You are missing a basic point.  Schemes laid on workers to "motivate"
them, to force them to produce more, to bribe or threaten them to do
better work never aids intrinsic motivation.  These schemes reduce the
workers' inherent need to do good work.  Further, these schemes make
the workers care less about the company.  They may care more about
chasing the rewards, but they care less about the company.

Another of your basic errors is the assumption that compensation is
only extrinsic motivation.  Of course most of us would not work for
free.  That we are compensated is normal.  Adequate compensation is a
neutral thing.  It can be used (abused?) as an extrinsic tool, and
WILL cause damage.  Pay-for-performance schemes pit workers against
one another, and causes the work force to focus on the scheme rather
than the work.

Your suggestion of a blend shows you still don't get it.  Here are a
couple of illustrations of this point.

A father spends a lot of quality time with his kids.  He shows a great
role model -- energetic, courteous, gentle, hard-working, loving,
responsible, considerate, trusting.  Then one day he gets fed up with
the way one kid is nasty to the other, even after repeated
"consultations" with Dad, and the father back-hands him, knocking him
down, teaching him a lesson, making sure the kids understand about not
sparing the rod.  What lesson have the kids just learned?  What about
all this courteous, considerate, gentle, loving bull***t?

**DESCRIPTION OF THE TASK:**
Answer these questions using the text on worker motivation.
(a) According to the text, what do pay-for-performance schemes cause the work force to focus on?
(b) What does the text call adequate compensation?
(c) In the illustration about the father, what does he do to the kid who is nasty to the other?

**EXCERPTED DATA:**
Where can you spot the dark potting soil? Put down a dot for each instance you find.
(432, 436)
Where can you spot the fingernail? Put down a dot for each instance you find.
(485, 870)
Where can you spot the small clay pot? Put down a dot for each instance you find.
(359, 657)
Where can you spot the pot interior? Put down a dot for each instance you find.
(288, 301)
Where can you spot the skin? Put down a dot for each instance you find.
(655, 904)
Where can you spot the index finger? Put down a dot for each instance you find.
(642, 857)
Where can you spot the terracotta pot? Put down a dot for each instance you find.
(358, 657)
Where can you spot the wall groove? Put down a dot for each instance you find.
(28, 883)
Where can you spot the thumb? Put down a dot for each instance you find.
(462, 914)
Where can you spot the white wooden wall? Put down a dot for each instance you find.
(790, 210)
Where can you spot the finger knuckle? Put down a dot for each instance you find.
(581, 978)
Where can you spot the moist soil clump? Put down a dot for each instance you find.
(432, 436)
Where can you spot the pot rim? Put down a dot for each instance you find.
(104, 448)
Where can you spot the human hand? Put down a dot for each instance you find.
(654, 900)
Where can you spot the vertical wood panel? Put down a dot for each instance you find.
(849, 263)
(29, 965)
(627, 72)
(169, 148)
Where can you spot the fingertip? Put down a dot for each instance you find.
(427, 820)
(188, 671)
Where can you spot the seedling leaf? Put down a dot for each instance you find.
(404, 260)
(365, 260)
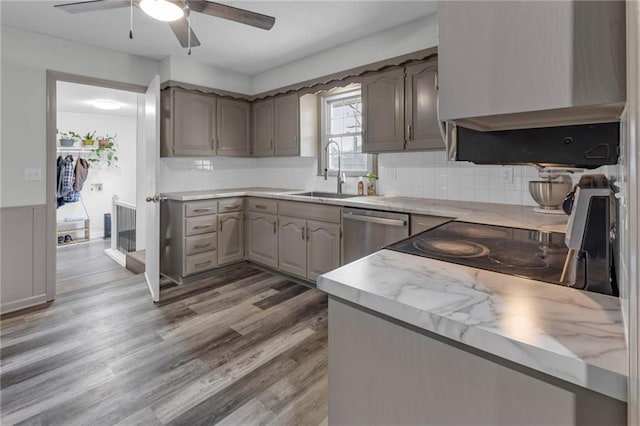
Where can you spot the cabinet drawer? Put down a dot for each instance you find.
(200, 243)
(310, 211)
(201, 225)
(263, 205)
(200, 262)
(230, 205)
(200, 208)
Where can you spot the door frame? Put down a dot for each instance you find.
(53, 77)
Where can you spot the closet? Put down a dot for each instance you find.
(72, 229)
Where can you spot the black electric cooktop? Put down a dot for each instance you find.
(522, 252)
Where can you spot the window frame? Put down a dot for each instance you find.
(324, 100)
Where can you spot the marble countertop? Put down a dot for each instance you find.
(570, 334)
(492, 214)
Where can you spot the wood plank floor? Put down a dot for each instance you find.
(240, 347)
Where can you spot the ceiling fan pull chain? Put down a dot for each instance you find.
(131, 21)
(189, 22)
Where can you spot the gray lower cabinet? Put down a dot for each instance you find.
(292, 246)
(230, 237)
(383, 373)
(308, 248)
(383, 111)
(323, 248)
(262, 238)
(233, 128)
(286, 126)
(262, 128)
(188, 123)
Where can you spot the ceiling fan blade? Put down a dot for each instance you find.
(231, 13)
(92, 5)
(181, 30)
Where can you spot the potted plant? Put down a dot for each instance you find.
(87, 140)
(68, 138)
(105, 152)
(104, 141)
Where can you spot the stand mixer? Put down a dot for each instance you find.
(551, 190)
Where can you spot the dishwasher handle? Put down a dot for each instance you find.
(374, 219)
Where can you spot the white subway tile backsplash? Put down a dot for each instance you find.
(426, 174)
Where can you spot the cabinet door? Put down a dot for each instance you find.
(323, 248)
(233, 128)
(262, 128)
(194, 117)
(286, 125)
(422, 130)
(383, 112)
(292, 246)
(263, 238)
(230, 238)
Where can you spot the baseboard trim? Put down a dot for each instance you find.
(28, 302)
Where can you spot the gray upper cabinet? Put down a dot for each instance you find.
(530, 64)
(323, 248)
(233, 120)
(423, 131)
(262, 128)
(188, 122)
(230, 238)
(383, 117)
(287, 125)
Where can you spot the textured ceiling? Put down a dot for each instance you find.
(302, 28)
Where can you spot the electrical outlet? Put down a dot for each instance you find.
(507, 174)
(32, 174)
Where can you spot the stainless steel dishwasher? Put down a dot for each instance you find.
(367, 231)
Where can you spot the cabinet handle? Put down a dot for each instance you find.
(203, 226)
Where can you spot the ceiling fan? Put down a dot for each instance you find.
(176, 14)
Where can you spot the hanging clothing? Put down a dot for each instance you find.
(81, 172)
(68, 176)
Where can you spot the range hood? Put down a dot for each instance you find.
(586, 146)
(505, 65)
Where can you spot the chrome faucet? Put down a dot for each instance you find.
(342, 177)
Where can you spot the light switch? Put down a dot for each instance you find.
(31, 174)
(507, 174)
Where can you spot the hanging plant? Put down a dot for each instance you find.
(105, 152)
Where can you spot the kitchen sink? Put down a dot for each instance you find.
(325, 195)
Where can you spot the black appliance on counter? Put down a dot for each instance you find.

* * *

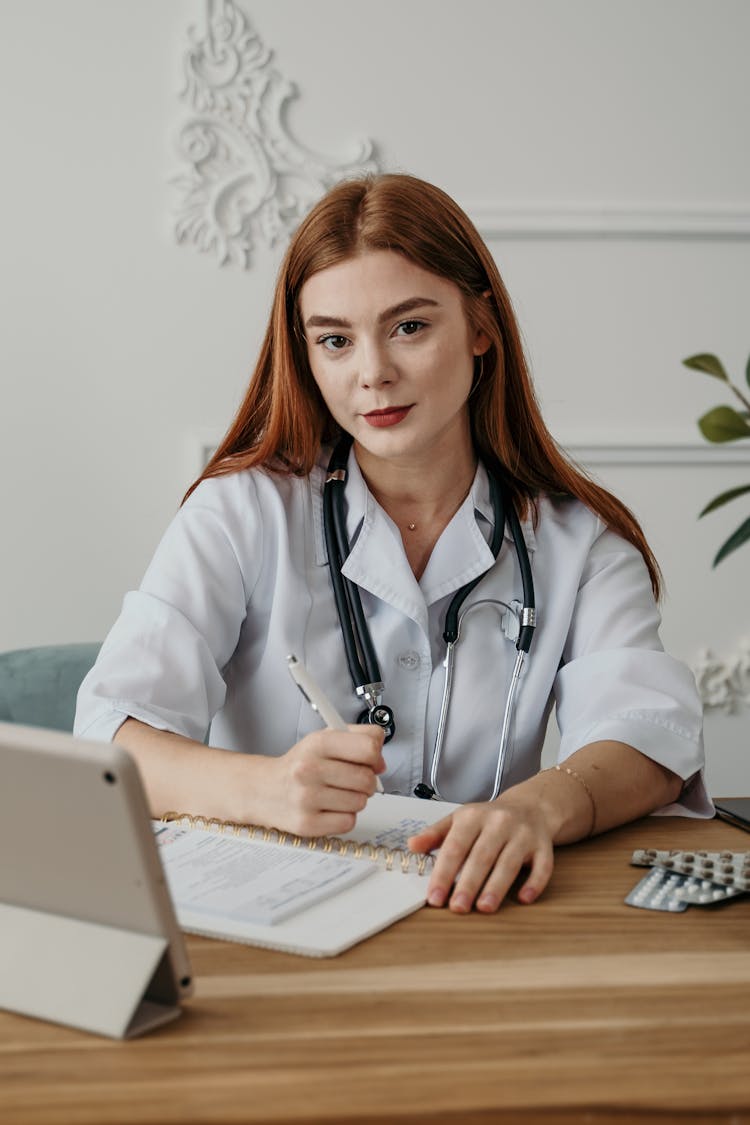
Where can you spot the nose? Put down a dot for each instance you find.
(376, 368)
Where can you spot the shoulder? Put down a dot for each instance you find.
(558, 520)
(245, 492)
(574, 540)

--

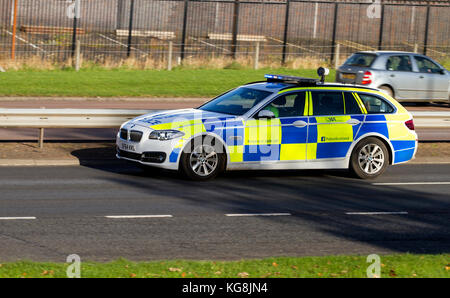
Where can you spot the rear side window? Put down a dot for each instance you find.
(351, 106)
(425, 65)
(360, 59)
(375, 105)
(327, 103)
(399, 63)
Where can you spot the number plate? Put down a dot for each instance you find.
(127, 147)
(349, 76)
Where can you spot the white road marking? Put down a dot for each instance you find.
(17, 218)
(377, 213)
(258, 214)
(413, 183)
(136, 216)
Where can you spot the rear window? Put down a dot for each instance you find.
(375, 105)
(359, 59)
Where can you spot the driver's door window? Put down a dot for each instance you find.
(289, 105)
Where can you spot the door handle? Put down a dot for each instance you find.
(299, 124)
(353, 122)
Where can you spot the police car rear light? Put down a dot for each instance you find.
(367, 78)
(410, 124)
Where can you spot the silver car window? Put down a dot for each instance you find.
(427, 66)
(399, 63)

**RESULT:**
(a) The scheme rather than the work.
(b) A neutral thing.
(c) He back-hands him and knocks him down.